Description of the task - Rewrite the lines from the one containing "In the photo above, where can the right" through the end of the material, swapping "right eye" for "left eye" and keeping everything else unchanged.

Records pointing to named objects -
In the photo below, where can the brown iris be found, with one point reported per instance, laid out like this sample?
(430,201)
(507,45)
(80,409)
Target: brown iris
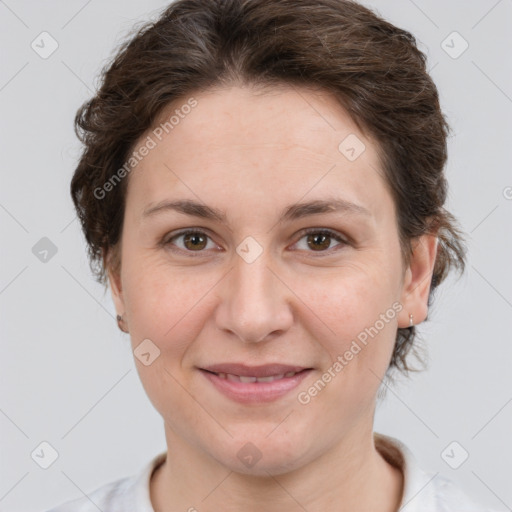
(196,240)
(319,241)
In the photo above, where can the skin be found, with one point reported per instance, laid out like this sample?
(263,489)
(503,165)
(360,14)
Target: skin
(250,155)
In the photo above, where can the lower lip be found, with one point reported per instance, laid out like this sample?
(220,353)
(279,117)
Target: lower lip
(254,392)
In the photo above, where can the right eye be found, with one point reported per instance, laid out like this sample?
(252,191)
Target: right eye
(192,240)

Task answer -
In the photo above, where can the left eye be found, with one point reported per instance, laid out like this sample?
(252,191)
Target: left eye
(192,240)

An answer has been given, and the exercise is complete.